Ужас этой «диавольской силы», о которой говорит епископ Алардето, яснее всего чувствуют в Кальвине жертвы его, пытаемые в застенках Женевской Инквизиции. Может быть, в горячечном бреду, после пытки, он кажется им каким-то неземным чудовищем — огромным, в человеческий рост, крестовым пауком.

«Кротким да будет судия, и, если даже, по необходимости, будет суров, да плачет сердце его и да истекает слезами», — учит Кальвин судей-палачей.[97] Что это: ложь, лицемерие? Нет, правда. Плачет «нежное» сердце у него самого, когда он слышит стоны пытаемых жертв. Но это не мешает ему видеть «особое Предопределение Божие» в том, что топор палача соскользнул на плахе с шеи двух казнимых и смертная мука их продлилась.[98]

«Так как Господу было угодно вовлечь нас в эту войну… мы будем сражаться в ней до конца… под знаменем Его». Знамя — Крест. Но лучше бы не было креста на пауке; лучше бы не было на Кальвине.

Кто же создал это неземное чудовище, Бог или диавол?

«Там (в море) этот Левиафан, которого Ты создал играть в нем», — говорит человек Богу, и Бог — человеку:

Можешь ли удою вытащить Левиафана?.. Вденешь ли кольцо в ноздри его?.. Не упадешь ли от одного взгляда его?.. Угли раскаляет дыхание его… Сердце его твердо, как камень, и жестко, как нижний жернов…

Сила обитает на шее его, и перед ним бежит ужас… Светится за ним стезя; сединою кажется бездна… Нет на земле подобного ему

(Иов, 40:20, 21; 41:1, 13, 14, 16, 24, 25).

«Стольким величием запечатлел его Бог», — можно бы сказать о каждом из этих двух чудовищ — Левиафане и Кальвине. Так первозданны в нем зло и добро, что, может быть, не люди будут судить его, а Тот, Кто создал его таким, каков он есть.

14

В Кальвине присутствует, в высшей степени, то, что Гёте называет демоническим.

«Мы говорим о той загадочной силе, которую все чувствуют, но никто не может объяснить, и от которой верующие отделываются только утешительными словами, — вспоминает Эккерман. — Гёте называет эту невыразимую тайну „демонической“, и, когда он так обозначает ее, мы чувствуем, что так оно и есть, и нам кажется, что какая-то завеса приподымается над глубиною жизни нашей и что мы можем дальше куда-то заглянуть, увидеть что-то яснее; что тайна эта слишком для нас глубока и что взор наш досягает только до какой-то черты».

«Демоническое, — сказал Гёте, — для нашего ума неразложимо. Во мне его нет, но я ему подчинен. Демоническое сказывается вообще в разнообразнейших явлениях всей видимой и невидимой природы».

«Нет ли его в Мефистофеле?» — спрашивает Эккерман.

«Нет, — отвечает Гёте. — Мефистофель — существо слишком отрицательное, а демоническое бывает всегда положительно-творческим… Сила эта накидывается охотнее всего на великих людей и любит сумеречные века».[99]

Кажется, и Фауст, сходящий в Царство Матерей, говорит о «демоническом»:

Священный ужас — лучший жребий смертных.

= = =

» **ЗАДАНИЕ 1**:
Ответьте на вопросы по фрагменту о Кальвине.
(а) Каким чудовищем Кальвин, может быть, кажется своим жертвам в горячечном бреду после пытки?
(б) Каким, по словам Гёте, всегда бывает демоническое в отличие от Мефистофеля?
(в) Что, по словам Гёте, любит эта сила, кроме того что охотнее всего накидывается на великих людей?
» **ЗАДАНИЕ 2**: Перепишите дословно часть фрагмента о Кальвине. Начните с места, где стоят слова «Кто же создал», и остановитесь после слов «каков он есть.».

= = =

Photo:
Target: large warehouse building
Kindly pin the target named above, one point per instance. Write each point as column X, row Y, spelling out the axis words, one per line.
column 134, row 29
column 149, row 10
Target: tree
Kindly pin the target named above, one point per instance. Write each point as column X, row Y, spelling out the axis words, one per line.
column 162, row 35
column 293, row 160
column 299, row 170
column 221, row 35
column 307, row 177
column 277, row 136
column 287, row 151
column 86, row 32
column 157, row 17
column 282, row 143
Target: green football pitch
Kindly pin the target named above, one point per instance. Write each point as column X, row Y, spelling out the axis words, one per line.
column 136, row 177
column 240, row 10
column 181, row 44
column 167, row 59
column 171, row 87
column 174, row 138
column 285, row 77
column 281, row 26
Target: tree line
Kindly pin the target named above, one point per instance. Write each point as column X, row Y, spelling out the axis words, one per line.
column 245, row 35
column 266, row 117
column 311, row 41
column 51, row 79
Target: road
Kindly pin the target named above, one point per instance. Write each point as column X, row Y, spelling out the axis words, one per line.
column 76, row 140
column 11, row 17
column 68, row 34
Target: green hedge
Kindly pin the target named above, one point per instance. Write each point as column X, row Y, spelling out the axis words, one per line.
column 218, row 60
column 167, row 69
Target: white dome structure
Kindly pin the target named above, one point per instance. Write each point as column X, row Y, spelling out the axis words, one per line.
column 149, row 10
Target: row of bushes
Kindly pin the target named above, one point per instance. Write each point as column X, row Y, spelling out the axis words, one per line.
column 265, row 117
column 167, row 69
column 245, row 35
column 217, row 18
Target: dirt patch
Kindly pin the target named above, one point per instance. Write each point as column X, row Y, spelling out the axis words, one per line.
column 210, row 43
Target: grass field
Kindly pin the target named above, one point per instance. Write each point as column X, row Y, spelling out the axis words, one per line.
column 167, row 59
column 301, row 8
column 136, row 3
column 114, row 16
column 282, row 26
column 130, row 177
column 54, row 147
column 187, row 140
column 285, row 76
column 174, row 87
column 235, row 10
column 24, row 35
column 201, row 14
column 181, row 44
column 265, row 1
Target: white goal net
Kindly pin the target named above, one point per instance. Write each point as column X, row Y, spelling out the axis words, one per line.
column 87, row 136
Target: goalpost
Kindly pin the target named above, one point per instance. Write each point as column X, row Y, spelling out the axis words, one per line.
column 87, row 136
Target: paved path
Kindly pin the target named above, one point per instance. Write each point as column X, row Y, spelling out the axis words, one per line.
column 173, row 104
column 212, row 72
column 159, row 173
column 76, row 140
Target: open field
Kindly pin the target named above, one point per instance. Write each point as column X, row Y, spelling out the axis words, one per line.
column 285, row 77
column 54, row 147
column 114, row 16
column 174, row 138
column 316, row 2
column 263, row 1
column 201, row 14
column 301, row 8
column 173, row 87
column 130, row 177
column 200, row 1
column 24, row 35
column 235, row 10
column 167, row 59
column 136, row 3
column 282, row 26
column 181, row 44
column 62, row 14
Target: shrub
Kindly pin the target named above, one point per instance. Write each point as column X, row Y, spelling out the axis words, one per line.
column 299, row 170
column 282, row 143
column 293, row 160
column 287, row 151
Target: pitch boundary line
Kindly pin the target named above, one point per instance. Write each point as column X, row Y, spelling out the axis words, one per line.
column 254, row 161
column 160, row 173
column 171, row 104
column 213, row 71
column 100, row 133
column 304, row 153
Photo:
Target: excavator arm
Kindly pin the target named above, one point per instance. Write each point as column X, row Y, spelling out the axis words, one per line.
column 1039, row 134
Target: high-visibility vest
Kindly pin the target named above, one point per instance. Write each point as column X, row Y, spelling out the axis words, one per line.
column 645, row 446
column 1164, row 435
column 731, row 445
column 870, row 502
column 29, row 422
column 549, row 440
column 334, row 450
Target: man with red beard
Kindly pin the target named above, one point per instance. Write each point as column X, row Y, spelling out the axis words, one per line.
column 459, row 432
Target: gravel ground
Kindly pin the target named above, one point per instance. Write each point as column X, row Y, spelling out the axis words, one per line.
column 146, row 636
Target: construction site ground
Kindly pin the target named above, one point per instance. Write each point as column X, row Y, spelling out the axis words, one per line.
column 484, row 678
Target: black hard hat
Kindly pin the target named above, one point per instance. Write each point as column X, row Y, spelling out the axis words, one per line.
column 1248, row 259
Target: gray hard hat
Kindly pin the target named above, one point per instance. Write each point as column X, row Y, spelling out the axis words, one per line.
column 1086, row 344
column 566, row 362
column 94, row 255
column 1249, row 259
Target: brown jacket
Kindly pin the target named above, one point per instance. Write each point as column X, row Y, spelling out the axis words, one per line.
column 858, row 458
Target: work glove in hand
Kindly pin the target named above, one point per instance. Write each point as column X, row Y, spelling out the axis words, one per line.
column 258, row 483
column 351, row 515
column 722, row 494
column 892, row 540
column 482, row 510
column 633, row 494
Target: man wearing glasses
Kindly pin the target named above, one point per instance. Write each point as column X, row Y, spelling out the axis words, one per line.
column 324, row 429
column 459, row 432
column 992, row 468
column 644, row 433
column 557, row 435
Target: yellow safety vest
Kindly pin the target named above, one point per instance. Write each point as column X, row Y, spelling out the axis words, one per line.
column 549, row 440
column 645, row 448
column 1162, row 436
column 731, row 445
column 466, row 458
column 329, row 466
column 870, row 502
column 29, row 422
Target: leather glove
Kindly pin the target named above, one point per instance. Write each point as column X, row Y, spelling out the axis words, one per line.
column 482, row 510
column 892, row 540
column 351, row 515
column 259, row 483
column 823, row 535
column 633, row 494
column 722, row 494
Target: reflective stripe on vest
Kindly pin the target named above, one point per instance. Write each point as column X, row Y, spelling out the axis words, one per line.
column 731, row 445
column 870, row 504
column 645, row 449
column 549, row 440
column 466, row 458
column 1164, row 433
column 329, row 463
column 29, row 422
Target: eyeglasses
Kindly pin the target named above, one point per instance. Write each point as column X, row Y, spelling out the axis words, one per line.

= = =

» **ПОЛЕ ОТВЕТА 1**:
(а) Огромным, в человеческий рост, крестовым пауком.
(б) Положительно-творческим.
(в) Сумеречные века.

» **ПОЛЕ ОТВЕТА 2**:
Кто же создал это неземное чудовище, Бог или диавол?

«Там (в море) этот Левиафан, которого Ты создал играть в нем», — говорит человек Богу, и Бог — человеку:

Можешь ли удою вытащить Левиафана?.. Вденешь ли кольцо в ноздри его?.. Не упадешь ли от одного взгляда его?.. Угли раскаляет дыхание его… Сердце его твердо, как камень, и жестко, как нижний жернов…

Сила обитает на шее его, и перед ним бежит ужас… Светится за ним стезя; сединою кажется бездна… Нет на земле подобного ему

(Иов, 40:20, 21; 41:1, 13, 14, 16, 24, 25).

«Стольким величием запечатлел его Бог», — можно бы сказать о каждом из этих двух чудовищ — Левиафане и Кальвине. Так первозданны в нем зло и добро, что, может быть, не люди будут судить его, а Тот, Кто создал его таким, каков он есть.